(Location labeling records)
================

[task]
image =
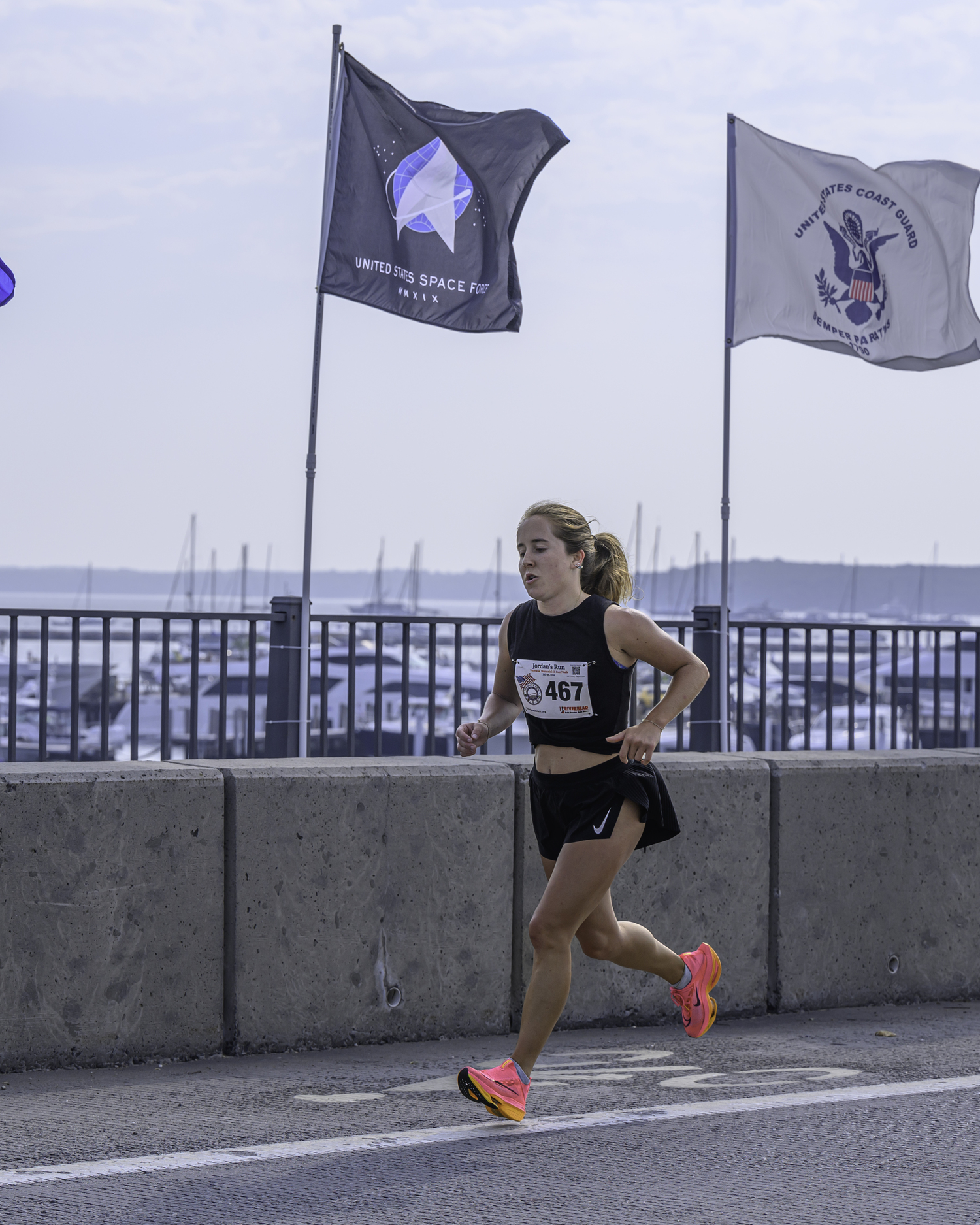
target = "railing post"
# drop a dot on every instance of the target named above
(282, 705)
(706, 710)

================

* _TASK_
Reproduce every one of the entries above word for word, omitting the pictures from your reply.

* _RESPONSE TO THIS EXERCISE_
[task]
image =
target = "railing post"
# drop a dot on every instance of the target named above
(282, 705)
(706, 710)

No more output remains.